China’s Growing Labor Movement Threatens Beijing

Without independent unions, workers aren’t holding back any longer.

Striking workers block the entrance to Hi-P International factory in Shanghai during a protest on Dec. 2, 2011. (Photo: Carlos Barria/Reuters)

Mar 16, 2016· 1 MIN READ
Rebecca McCray is a staff writer covering social justice. She is based in New York.

As the economic downturn in China continues and more jobs are outsourced overseas or eliminated entirely, workers are standing up in spite of the country’s ban on independent labor unions.

With little left to lose and few avenues for legal recourse, aggrieved Chinese workers are organizing protests in growing numbers. According to the Hong Kong–based advocacy group China Labour Bulletin, 2015 saw twice as many worker strikes as the previous year—and the repression of workers by employers and government officials has followed.

“Workers are more aware and have more knowledge about their legal rights,” said Aaron Halegua, a consultant and research scholar with New York University’s School of Law. “Social media has also made it easier for workers to communicate with each other and to connect with labor NGOs.”

With companies shutting down, wages getting cut, and layoffs on the rise, employees have little left to lose if they choose to speak up.

“That’s a huge driver in why you’re seeing this increase in protests and strikes,” said Halegua. “The official union does not function to help resolve these issues between workers and employers, and China has failed to create any other effective system for the two sides to communicate about and resolve workplace problems.”

The country’s only legal union, the All-China Federation of Trade Unions, is essentially a front group for the Communist Party, which controls the Chinese government. Despite the power that its 288 million members might wield, unlike labor unions in the U.S., the ACFTU doesn’t engage in collective bargaining on behalf of workers and has no hand in organizing strikes or protests. The majority of ACFTU officials are appointed by the central government in Beijing, according to the International Trade Union Federation.

*****

* What is required *
In the article on China's labor movement, how did the number of worker strikes in 2015 compare with the year before, according to China Labour Bulletin?

Referring expression data

*****

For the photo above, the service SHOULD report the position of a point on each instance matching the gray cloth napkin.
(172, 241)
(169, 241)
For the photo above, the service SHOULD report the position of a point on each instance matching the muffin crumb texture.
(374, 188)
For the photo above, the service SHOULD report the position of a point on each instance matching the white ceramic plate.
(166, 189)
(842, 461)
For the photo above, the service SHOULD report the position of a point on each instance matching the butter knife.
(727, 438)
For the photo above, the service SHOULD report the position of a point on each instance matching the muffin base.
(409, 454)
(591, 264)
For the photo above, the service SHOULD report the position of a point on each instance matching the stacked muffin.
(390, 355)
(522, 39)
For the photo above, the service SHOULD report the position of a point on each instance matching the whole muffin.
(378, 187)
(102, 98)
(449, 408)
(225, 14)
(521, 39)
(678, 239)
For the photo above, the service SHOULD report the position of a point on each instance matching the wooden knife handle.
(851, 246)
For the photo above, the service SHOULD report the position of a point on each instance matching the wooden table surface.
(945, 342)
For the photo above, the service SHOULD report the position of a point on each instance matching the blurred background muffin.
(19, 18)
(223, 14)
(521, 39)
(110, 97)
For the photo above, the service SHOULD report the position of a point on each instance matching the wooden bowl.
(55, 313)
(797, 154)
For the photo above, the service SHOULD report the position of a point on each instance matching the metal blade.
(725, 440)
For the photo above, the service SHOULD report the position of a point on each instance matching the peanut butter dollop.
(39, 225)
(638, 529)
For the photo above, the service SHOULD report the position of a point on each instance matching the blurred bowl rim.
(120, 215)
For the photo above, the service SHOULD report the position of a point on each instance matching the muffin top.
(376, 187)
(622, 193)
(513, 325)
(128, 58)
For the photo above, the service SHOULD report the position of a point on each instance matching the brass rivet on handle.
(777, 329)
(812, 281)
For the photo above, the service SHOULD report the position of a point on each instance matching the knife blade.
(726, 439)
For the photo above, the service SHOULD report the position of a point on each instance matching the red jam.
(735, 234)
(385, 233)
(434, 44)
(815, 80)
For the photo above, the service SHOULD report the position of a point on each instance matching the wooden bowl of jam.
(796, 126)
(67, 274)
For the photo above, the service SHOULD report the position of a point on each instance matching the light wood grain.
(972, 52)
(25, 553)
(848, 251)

*****

* Problem solution *
There were twice as many worker strikes in 2015 as in the previous year.